Saved entries:

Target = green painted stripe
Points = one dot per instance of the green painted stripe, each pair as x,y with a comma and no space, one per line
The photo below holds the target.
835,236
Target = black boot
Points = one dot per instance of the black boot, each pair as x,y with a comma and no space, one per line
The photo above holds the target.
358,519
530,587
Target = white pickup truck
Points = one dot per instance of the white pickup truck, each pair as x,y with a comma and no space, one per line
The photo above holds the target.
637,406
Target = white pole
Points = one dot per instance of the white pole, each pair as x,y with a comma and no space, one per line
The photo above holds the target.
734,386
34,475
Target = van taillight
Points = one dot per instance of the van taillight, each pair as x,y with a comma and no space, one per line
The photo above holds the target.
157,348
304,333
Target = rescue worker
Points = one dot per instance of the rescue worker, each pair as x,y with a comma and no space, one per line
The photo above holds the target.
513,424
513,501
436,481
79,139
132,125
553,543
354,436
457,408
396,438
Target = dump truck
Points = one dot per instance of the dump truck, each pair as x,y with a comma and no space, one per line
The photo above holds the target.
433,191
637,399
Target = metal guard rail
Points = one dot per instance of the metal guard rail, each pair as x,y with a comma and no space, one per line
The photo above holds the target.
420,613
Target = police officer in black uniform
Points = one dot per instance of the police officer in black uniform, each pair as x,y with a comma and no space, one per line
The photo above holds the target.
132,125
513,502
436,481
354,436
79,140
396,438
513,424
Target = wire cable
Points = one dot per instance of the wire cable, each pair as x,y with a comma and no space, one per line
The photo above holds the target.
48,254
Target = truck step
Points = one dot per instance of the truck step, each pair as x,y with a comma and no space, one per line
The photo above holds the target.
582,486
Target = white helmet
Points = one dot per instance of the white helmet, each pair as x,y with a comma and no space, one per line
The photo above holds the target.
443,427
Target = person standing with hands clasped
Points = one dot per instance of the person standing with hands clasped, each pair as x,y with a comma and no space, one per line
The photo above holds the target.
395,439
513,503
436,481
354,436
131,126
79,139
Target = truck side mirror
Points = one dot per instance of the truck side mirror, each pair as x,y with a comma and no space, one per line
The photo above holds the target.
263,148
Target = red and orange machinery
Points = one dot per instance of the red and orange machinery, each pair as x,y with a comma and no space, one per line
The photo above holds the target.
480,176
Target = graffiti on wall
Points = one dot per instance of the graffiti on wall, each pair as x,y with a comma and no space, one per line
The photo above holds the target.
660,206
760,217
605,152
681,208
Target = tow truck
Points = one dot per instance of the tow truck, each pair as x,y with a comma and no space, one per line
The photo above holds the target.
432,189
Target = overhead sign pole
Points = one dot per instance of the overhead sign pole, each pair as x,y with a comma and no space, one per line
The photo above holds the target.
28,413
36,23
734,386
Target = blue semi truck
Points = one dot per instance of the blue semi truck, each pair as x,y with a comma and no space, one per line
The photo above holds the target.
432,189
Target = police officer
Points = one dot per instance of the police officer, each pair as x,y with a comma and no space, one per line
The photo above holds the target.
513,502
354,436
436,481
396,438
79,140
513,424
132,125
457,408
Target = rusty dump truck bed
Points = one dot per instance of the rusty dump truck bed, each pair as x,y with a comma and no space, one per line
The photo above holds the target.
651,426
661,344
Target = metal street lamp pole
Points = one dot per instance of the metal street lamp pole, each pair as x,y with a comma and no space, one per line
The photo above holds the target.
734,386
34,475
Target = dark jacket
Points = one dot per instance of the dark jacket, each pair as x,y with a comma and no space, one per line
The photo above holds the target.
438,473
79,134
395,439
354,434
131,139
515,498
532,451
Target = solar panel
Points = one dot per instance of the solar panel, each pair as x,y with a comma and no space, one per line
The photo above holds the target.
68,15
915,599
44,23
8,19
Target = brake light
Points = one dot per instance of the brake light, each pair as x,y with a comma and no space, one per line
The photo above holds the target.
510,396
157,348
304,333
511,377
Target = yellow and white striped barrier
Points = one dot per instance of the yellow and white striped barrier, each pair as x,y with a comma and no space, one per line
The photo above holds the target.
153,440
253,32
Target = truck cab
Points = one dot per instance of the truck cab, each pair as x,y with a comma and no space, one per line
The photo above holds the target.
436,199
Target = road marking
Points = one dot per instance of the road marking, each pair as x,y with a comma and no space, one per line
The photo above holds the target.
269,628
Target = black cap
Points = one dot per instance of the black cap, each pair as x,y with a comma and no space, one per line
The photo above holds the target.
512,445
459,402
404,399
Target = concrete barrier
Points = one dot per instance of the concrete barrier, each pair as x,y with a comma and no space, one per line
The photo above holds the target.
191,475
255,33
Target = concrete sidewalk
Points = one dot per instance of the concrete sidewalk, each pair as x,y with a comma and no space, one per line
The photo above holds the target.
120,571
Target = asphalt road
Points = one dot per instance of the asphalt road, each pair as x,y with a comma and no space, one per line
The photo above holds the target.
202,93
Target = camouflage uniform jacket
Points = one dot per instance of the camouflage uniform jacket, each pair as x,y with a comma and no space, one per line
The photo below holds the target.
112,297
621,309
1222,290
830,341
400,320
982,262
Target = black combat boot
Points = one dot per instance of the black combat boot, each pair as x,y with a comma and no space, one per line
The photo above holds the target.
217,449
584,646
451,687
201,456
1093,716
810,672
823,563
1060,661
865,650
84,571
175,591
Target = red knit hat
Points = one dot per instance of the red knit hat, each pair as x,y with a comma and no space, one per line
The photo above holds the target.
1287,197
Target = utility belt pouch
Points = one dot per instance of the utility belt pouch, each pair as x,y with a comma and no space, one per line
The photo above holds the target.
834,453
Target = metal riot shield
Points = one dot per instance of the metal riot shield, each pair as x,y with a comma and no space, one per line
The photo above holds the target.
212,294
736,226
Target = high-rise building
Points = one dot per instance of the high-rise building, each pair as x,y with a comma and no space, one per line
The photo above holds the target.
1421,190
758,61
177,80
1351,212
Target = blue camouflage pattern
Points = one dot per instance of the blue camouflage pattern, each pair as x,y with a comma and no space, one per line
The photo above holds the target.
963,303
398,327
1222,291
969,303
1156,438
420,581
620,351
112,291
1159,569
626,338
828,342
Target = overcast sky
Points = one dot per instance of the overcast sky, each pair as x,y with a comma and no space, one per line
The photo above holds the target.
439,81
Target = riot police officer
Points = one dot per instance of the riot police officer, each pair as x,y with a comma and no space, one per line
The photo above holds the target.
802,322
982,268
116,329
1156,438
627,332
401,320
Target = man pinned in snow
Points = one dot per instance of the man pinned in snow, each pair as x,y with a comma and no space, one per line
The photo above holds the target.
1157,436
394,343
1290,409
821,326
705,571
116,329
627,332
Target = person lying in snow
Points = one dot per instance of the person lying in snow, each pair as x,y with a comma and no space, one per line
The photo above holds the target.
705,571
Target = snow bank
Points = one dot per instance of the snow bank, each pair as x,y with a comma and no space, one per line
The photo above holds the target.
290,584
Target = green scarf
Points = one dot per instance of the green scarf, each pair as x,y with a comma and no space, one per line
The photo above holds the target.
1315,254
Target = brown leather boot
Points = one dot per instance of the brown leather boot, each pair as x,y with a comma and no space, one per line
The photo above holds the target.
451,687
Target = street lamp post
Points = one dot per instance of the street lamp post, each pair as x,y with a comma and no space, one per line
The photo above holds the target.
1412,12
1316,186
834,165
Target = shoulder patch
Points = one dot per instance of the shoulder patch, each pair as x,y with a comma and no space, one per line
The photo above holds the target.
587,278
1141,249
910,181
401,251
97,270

**PROBLEM TO SOLVE**
Type out the records above again, exactly the same.

**RESPONSE BELOW**
Target = green painted stripe
Points = one dot per instance of the green painted stripe, each pair as x,y with a comma and no space, one per line
The photo below holds the target.
835,236
Target = black boot
Points = one dot per instance of the black boot, each pair as x,y with a comma and no space, one per line
The photo above holds the target.
358,519
530,587
Target = white pickup truck
Points = one dot per instance of the white pickup truck, each pair as x,y with a comma and no space, one per line
The photo above holds the target.
637,406
Target = white pole
Points = one dot per instance of the white pole, each pair as x,y with a comma and no space, one per line
The photo above holds the target.
734,386
34,475
Target = van taillight
Points = one dot per instance of the van taillight, each pair as x,y with a comma and no space, one per line
The photo above holds the target.
157,348
304,333
Target = rescue worker
Points = one dot per instance of the rescue worker, each pair as x,y with a comma and no space, one per line
The photo above holds the target.
513,424
513,501
436,481
79,139
132,125
553,543
354,436
457,408
396,438
Target = dump truck
Points = one dot per instance of the dump truck, each pair as x,y with a comma and no space, one per line
The photo above holds the target.
433,191
637,399
Target = metal guard rail
Points = one dot per instance of the metal guard rail, each pair as x,y with a comma and no space, one per line
The photo above holds the target.
420,613
Target = police officer in black uniform
Points = one dot per instance of the police officer in black uniform, each pair as x,y with a comma and no space, one per line
The photo above holds the target.
132,125
513,502
436,481
354,436
79,140
396,438
513,424
Target = wire cable
Points = one dot per instance of the wire cable, each pair as x,y with a comma and no space, one per line
The photo above holds the target.
48,254
Target = truck step
Points = one dot per instance of the truck step, each pair as x,y with a comma and no space, one per line
The photo above holds the target.
582,486
Target = white helmet
Points = one dot per instance of the white helmet, each pair as x,y with a comma and no space, one per line
The photo above holds the target.
443,427
Target = person standing with hands clasped
Points = one dot per instance of the person standing with hands clasped, each pair as x,y with a comma and no space, one per line
The photo above holds the target.
395,439
513,503
436,481
354,436
131,126
79,139
Target = truck side mirror
Points = one dot per instance of the truck side mirror, each pair as x,y with a comma and no space, one per line
The photo above holds the target.
263,148
Target = red and orange machinery
Points = one dot per instance of the red and orange machinery, each pair as x,y with a comma and no space, one per line
The photo above holds the target.
480,176
Target = graffiti on wall
Points = one dot per instance of the graffiti on wall, each pair as x,y with a comma and no space, one per line
The photo above holds the target.
660,206
760,217
605,152
681,208
Target = tow truck
Points = one dot per instance of the tow truck, each pair as x,y with a comma and no space, one per line
The photo above holds the target.
432,189
Target = overhead sign pole
Points = one dot per instance of the overhead sign pole, each pair as x,y with a comma and no space, one per line
The photo above holds the target.
28,413
36,23
734,386
Target = blue semi truck
Points = one dot per instance of the blue semi truck, each pair as x,y with a comma and no space, one per line
The photo above holds the target.
432,189
Target = police officer
Points = one dot per instance of the police officer, each pair as x,y with a comma and no space, one per line
The photo above holds the target.
513,502
354,436
436,481
396,438
79,140
513,424
132,125
457,408
Target = rusty dump truck bed
Points = one dot per instance of the rusty dump truck bed, each pair as x,y with a comma and no space, one per line
The photo above holds the target.
651,426
661,344
Target = metal street lamp pole
Points = one dot per instance of the metal street lamp pole, each pair as x,y with a comma and no space, one per line
The photo above holds the target.
734,386
34,475
Target = dark jacket
Points = one dot per instance of the dark jacket, each pair as x,y with a comma and no space, one per line
The photo above holds the target.
438,473
79,134
395,439
354,434
131,139
515,498
532,451
Target = solar panel
Points = one dot per instance of the solar panel, each pair as x,y with a comma and no space, one per line
The photo above holds the target.
68,15
915,599
44,23
8,19
Target = brake light
Points = one dot per instance of the brake light, each pair as x,y with a comma and no space, one per line
The photo above holds the target.
510,396
157,348
304,333
511,377
Target = yellow and white striped barrier
Points = one dot per instance of the yellow and white striped barrier, each pair as x,y with a comma and no space, one per line
The photo above holds the target.
153,440
253,32
Target = truck cab
Points = one dot per instance of the truck cab, each pair as x,y with a comma and no space, one per line
The photo above holds the target.
436,199
Target = road marking
Points = one dot per instance of the road marking, each pair as x,y with a comma and no space, one per line
The photo above holds the target.
269,628
Target = black cap
Points = one dot per instance of the black cap, each pair as x,y with a comma and no space, one per line
The photo above holds the target.
512,445
459,402
404,399
Target = concrete barrier
Points = one dot per instance of the concrete barrier, each pair as x,y with a comma and no space, one per line
The photo above holds the target.
191,475
255,33
Target = concrete sidewalk
Points = one dot per instance of the concrete sidewalk, each pair as x,y with a comma and no space, one per line
The photo above holds the target.
120,571
Target = asphalt road
Points = one dot per instance of the asphalt road, each pair as x,y with a comma and no space, one per line
The photo above holds the target.
202,93
Target = camouflage uniform jacket
Points = one dot per instance of the camouflage uniform jacket, each pair as x,y with a comma and no space, one per line
The photo below holds the target.
112,297
621,309
1222,290
830,341
400,320
982,262
Target = black combat boot
Points = one dot per instance of the black combat boot, each pair as x,y with a comma and no space, one per line
The photo above holds the target.
217,449
584,646
451,687
201,456
1093,716
810,672
823,563
1060,661
865,650
84,571
175,591
Target = red knit hat
Points = one dot per instance of the red knit hat, each pair as x,y with a comma and no space, one per line
The photo above holds the target.
1287,197
Target = utility belt pouch
Points = one dot per instance of the utility belt pouch, each pair as x,y with a comma and no space, one per line
The photo above holds the target.
834,453
Target = metal riot shield
Points = one dot per instance of the metal riot shield, each pair as x,y with a comma and no space, one per line
The photo above holds the target.
212,294
736,226
Target = high-rise building
Points = one dot per instance of the high-rise building, each pair as x,y with a comma and no space, one per line
The photo above holds the target.
1421,190
758,61
177,80
1351,212
Target = blue camouflage pattern
Points = one dot per instance of the blue camouflage pattern, each pair as x,y with a comma and no space, one per line
The photo above holds the target.
963,303
398,327
1222,291
969,303
1156,438
420,581
620,351
112,291
1159,569
626,338
828,342
Target = overcast sky
Points = one dot per instance of the overcast sky, each pair as x,y with a comma and no space, one per line
The photo above holds the target.
439,81
Target = riot police officer
Points = one dot per instance of the riot police officer, each pair as x,y with a comma and no space, one per line
The photo above holds the target.
802,322
982,268
116,329
1156,438
627,332
401,320
Target = man pinned in snow
Points = one dot per instance of the man pinned in snow, each pair as x,y with a comma and no space, one per line
The photo above holds the target.
1157,436
394,343
1290,409
821,326
705,571
116,329
627,332
Target = person lying in snow
Points = one dot per instance of the person lying in snow, each pair as x,y with a comma and no space, one per line
The photo above holds the target.
705,571
Target = snow bank
Points = one dot per instance of the snow bank, each pair as x,y with a comma and no space, one per line
The photo above holds the target.
290,584
Target = green scarf
Points = one dot per instance of the green scarf, each pair as x,y with a comma and no space, one per line
The photo above holds the target.
1315,254
Target = brown leather boot
Points = one dot per instance of the brown leather boot, each pair as x,y with a comma and no space, one per line
The photo above holds the target.
451,687
Target = street lamp post
Points = one dot per instance of the street lamp post, each pair as x,y with a comma and no space, one per line
The photo above holds the target.
1412,12
1316,186
834,165
Target = shoulder patch
Points = one dot per instance of the shoulder patch, each pair as x,y with a comma and no space, one per line
The photo above holds the target.
587,278
1141,249
910,181
401,251
97,270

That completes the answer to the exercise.